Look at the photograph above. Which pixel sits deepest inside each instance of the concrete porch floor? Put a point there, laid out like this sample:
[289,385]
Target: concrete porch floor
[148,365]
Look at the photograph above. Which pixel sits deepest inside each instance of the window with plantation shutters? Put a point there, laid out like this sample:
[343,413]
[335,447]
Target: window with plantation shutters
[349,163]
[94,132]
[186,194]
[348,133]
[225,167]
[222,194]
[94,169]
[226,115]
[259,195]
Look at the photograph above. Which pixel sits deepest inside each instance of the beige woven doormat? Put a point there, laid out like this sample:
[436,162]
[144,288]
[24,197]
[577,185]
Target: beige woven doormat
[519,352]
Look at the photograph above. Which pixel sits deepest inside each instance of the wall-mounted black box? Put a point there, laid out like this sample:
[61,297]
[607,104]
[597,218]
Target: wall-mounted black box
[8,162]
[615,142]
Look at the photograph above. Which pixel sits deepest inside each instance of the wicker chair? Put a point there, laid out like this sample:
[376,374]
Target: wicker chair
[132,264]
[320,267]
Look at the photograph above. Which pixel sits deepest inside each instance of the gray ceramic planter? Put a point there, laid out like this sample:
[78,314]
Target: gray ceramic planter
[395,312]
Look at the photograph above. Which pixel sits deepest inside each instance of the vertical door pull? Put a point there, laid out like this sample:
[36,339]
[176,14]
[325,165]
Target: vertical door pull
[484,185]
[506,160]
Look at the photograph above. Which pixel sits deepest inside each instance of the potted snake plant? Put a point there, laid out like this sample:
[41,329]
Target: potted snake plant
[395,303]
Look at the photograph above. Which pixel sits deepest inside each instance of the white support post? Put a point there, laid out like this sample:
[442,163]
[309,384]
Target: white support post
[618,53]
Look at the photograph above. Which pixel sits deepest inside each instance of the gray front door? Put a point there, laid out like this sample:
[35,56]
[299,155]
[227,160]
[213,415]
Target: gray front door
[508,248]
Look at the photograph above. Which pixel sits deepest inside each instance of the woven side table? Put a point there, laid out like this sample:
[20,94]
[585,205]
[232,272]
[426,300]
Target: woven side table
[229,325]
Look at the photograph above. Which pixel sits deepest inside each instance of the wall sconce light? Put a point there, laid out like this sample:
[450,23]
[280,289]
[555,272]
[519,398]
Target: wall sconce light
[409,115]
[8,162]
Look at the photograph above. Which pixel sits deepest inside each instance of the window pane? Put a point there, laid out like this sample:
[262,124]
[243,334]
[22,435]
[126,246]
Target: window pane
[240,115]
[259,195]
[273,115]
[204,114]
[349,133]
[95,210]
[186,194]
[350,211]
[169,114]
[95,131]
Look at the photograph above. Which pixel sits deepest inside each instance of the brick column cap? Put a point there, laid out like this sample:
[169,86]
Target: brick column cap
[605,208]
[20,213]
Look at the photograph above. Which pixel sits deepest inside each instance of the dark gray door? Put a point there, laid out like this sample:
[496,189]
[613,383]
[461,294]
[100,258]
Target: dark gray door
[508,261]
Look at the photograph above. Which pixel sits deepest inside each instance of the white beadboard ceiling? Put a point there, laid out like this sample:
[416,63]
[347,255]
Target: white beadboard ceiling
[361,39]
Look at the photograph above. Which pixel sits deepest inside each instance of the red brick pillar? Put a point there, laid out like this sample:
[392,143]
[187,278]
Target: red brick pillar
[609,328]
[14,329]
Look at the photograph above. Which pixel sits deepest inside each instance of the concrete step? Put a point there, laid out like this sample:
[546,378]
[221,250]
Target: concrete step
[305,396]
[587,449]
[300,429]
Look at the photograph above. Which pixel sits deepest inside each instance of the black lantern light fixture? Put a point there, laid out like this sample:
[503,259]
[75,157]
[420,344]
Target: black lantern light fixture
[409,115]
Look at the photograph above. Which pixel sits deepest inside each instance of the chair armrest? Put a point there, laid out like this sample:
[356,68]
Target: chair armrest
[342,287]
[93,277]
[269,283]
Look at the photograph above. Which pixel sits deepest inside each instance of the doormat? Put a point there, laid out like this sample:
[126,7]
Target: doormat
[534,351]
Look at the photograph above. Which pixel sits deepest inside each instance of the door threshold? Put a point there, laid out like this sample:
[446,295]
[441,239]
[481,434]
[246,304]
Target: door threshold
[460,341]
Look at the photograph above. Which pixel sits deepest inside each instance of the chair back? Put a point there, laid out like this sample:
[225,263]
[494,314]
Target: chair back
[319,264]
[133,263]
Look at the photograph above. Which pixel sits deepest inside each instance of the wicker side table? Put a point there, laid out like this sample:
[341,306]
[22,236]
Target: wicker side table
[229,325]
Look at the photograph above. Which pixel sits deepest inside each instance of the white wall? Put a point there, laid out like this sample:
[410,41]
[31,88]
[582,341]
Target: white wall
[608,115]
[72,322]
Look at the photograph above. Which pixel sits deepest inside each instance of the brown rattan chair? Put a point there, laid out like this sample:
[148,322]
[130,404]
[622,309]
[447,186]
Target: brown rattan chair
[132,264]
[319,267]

- - - - -

> _What needs to be done_:
Above are the records; retype every one exactly.

> _The answer_:
Look at the photograph above. Which pixel sits deepest inside each instance of the concrete porch floor? Put a point there, laid out like this sample:
[289,385]
Target: concrete porch floor
[148,365]
Look at the photograph above. Which pixel sits deepest inside each instance of the window with plantation shutters? Put a point there, laid out like this sample:
[343,413]
[335,447]
Target: window with plantation shutters
[349,163]
[94,132]
[186,194]
[348,133]
[225,167]
[222,194]
[94,169]
[226,115]
[259,195]
Look at the photograph above. Which pixel sits deepest inside each instance of the beige woven doormat? Put a point there, laid out like this sample:
[436,162]
[144,288]
[24,197]
[577,185]
Target: beige woven doormat
[519,352]
Look at the photograph above. Which pixel sits deepest inside each instance of the wall-mounted black box? Put a point there, laid out like this sample:
[61,297]
[607,104]
[597,218]
Target: wall-mounted black box
[8,162]
[615,142]
Look at the photograph above. Which pixel sits deepest inside each instance of the wicker chair? Put a point there, laid out like this sample:
[376,374]
Target: wicker chair
[132,264]
[320,267]
Look at the photograph above. Which pixel sits deepest inside each instance of the gray ceramic planter? Put a point there, laid out like this sample:
[78,314]
Target: gray ceramic planter
[395,312]
Look at the photograph above. Which pixel sits deepest inside each instance of the vertical door pull? Put a point there, laid out like this sample:
[36,339]
[176,14]
[325,165]
Target: vertical door pull
[484,185]
[506,160]
Look at the photograph above. Which pixel sits deepest inside each instance of the potted snake plant? Put a point there, laid out like this sample:
[41,329]
Target: potted snake plant
[395,303]
Look at the photograph above. Which pixel sits deepest inside each instance of the white support post? Put a point there, laid out like this sample:
[442,163]
[309,384]
Target: white support post
[618,53]
Look at the photograph above. Which pixel sits deepest inside each instance of the gray front door? Put a point there, laid out like this sample:
[35,56]
[299,155]
[227,160]
[213,415]
Target: gray front door
[508,248]
Look at the photograph above. Which pixel sits deepest inside each instance of the woven side table? Put a point there, laid out like this sample:
[20,94]
[585,205]
[232,272]
[426,300]
Target: woven side table
[229,325]
Look at the photograph above. Which pixel sits deepest inside each instance of the wall sconce light? Put a point there, laid out like this sample:
[450,23]
[280,289]
[555,272]
[519,398]
Target: wall sconce light
[409,115]
[8,162]
Look at the photograph above. Which pixel sits deepest inside each instance of the window pane? Put a point there, laid out like this sample:
[262,124]
[243,334]
[22,435]
[126,246]
Target: window pane
[240,115]
[259,195]
[273,115]
[204,114]
[349,133]
[95,210]
[186,194]
[350,211]
[169,114]
[95,131]
Look at the photograph above. Which pixel sits deepest inside each instance of the brick column cap? Put a point there, laid out like this sample:
[169,86]
Target: brick column cap
[605,208]
[20,213]
Look at the photograph above. Which pixel sits deepest inside each instance of the dark gray door? Put a point there, laid out like this sample:
[496,189]
[613,383]
[461,294]
[100,258]
Target: dark gray door
[508,261]
Look at the photograph above. Which pixel sits deepest inside each instance of the white beadboard ceiling? Put a point there, laid out like this sample:
[416,63]
[347,255]
Target: white beadboard ceiling
[361,39]
Look at the photograph above. Which pixel sits deepest inside each instance of the red brick pillar? Put a point there, laid out like this sample:
[392,143]
[187,278]
Target: red brick pillar
[609,328]
[14,329]
Look at the photograph above. Which pixel sits deepest inside each instance of the concrete step? Put a point there, laid out like this sample:
[546,378]
[221,250]
Target: concrete step
[305,396]
[587,449]
[300,429]
Look at the photograph above. Which pixel sits deepest inside each instance of the black lantern light fixture? Put a point there, laid out like this sample:
[503,259]
[75,157]
[420,344]
Target: black lantern light fixture
[409,115]
Look at the photograph above. Which pixel sits deepest inside each instance of the chair armrest? Put a point there, laid out like this sample:
[356,68]
Target: chair armrest
[342,287]
[93,277]
[269,283]
Look at the photograph above. Which pixel sits deepest inside each instance of the doormat? Put a point there, laid out like this sample:
[126,7]
Target: doormat
[534,351]
Look at the photograph above. Which pixel sits deepest inside each instance of the door threshold? Put a point there, laid out like this sample:
[446,295]
[441,239]
[481,434]
[246,304]
Target: door threshold
[460,341]
Look at the photograph above. Which pixel sits deepest inside each instance of the chair back? Put a point there, laid out like this sample:
[225,263]
[494,314]
Target: chair back
[319,264]
[133,263]
Look at the photograph above. Which pixel sits deepest inside each instance of the wicker side table? Put a point there, laid out like this sample:
[341,306]
[22,236]
Target: wicker side table
[229,325]
Look at the photograph above. Which pixel sits deepest inside each instance of the white wall? Put a point there, laid out like this sample:
[410,41]
[31,88]
[582,341]
Target: white wall
[608,115]
[72,322]
Look at the photograph above. Which pixel sits deepest inside each instance of the brown rattan chair? Put a point there, laid out like this sample:
[148,322]
[130,404]
[622,309]
[447,186]
Target: brown rattan chair
[132,264]
[319,267]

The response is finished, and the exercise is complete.